> **DIRECTIONS**:
A: Using the text on competition law, decide whether each statement agrees with it: (i) The Sherman Act was passed in 1890. (ii) In India, the MRTP Act was replaced by the Competition Act of 2002. (iii) Competition laws were first introduced in the UK. For each, answer yes or no and quote the deciding words.
B: Write out the stretch of the competition law text from "Table of Content" through "market trade activities.", word for word.

The main purpose of the Competition Law has been to protect and promote healthy competition in the market and to benefit consumers.
The Monopolistic and Restrictive Trade Practices (MRTP) Act, 1969 regulated commercial trade and marketing activities since the independence of the country. However, it was later found incapable of handling the issues and meeting the ends because it had a restrictive area of focus. This article focuses on the factors of differences in the Competition Laws of both countries and their regulatory schemes according to respective markets.

Table of Content

Abstract

Competition law manages the threat to healthy competitiveness in the market and reorganizes the situation of market failure led by certain organizations and participants. It is done with the object to provide welfare where economic power is abused in society. 

Origin of Competition Law: Competition Laws were first introduced in the United States with the identity of “Anti-trust law and policy”. The significant legislation included;

  • The Sherman Act, of 1890
  • Clayton Act, 1914, and
  • The Federal Trade Commission Act, of 1914 

In the UK, the Competition Act, of 1998 and the Enterprise Act, of 2002 legislations were passed to tackle market trade activities.
While on the other hand, In India the MRTP (The Monopolistic and Restrictive Trade Practices) Act got enacted in 1969 but it was later found incapable of regulating Anti-Competitive Practices within the market. This Act was later replaced by the Competition Act, of 2002

Evolution of Competition Laws in India

After Independence, most of the policies in India were nationalist in nature and were enforced to achieve social justice on a priority basis. In the beginning, these policies helped the Indian market participants to develop because of two basic reasons:

  • There was no inter-country competition,
  •  Participation in the market was restricted

New Economic Policy: By the late 90s, NEP (New Economic Policy) was introduced with a view to handle the wave of Liberalization in the Indian market. This increased the level of competition in India as Government control was reduced and the functioning of market forces was allowed to be open with diversity.

> **DATASET CONTENT**:
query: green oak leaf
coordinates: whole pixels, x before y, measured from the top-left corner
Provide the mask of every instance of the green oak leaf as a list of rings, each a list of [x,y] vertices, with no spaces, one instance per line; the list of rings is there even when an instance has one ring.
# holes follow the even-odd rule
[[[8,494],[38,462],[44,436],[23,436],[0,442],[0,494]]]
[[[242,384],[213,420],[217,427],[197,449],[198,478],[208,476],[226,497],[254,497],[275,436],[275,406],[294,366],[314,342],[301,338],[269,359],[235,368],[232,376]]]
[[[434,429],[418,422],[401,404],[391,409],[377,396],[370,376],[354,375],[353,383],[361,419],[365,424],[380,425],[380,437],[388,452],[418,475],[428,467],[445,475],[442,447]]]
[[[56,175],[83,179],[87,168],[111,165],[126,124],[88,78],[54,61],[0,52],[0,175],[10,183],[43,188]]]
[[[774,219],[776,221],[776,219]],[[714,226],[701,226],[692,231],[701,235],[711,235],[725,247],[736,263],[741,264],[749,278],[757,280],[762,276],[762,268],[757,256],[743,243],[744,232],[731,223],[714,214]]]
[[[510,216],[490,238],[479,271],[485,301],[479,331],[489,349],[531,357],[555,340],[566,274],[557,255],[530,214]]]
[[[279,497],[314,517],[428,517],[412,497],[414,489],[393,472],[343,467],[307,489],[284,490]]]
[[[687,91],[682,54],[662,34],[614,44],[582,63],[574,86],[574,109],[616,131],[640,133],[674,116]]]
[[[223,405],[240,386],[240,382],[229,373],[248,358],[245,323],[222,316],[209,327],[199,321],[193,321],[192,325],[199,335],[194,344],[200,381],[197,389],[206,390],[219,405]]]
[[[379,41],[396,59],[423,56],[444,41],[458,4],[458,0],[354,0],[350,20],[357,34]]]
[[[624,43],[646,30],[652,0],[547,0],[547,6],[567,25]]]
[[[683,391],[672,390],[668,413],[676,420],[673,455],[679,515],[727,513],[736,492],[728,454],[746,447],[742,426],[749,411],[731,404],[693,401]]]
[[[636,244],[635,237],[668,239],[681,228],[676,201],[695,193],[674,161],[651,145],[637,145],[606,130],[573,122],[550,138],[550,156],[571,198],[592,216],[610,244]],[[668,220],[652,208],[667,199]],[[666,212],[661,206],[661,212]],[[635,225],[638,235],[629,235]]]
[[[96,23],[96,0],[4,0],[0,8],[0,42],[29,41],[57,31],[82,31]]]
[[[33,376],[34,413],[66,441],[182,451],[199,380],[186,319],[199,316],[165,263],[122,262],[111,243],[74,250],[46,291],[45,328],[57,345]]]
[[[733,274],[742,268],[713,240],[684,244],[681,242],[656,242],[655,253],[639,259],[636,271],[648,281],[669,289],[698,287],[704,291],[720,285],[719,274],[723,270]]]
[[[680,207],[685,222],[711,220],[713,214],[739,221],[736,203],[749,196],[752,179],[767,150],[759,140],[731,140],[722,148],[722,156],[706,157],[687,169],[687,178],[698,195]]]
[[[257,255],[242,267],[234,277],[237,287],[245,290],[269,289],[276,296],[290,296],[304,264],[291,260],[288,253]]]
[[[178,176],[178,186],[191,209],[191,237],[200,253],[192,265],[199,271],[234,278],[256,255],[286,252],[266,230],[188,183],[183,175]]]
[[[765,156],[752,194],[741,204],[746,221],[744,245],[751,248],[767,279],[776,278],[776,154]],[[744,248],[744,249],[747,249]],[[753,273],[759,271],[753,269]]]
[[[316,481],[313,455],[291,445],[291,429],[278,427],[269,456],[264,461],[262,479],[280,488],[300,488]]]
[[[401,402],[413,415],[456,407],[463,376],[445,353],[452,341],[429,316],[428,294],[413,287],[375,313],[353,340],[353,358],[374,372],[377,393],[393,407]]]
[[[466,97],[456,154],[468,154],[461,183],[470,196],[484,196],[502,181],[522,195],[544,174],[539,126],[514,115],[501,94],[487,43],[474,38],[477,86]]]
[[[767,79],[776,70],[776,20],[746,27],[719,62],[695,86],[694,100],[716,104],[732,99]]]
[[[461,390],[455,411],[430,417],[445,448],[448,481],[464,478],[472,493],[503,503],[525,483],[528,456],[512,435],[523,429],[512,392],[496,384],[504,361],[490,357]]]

> **ANSWERS GIVEN**:
A:
(i) Yes: "The Sherman Act, of 1890"
(ii) Yes: "This Act was later replaced by the Competition Act, of 2002"
(iii) No: "Competition Laws were first introduced in the United States"

B:
Table of Content

Abstract

Competition law manages the threat to healthy competitiveness in the market and reorganizes the situation of market failure led by certain organizations and participants. It is done with the object to provide welfare where economic power is abused in society. 

Origin of Competition Law: Competition Laws were first introduced in the United States with the identity of “Anti-trust law and policy”. The significant legislation included;

  • The Sherman Act, of 1890
  • Clayton Act, 1914, and
  • The Federal Trade Commission Act, of 1914 

In the UK, the Competition Act, of 1998 and the Enterprise Act, of 2002 legislations were passed to tackle market trade activities.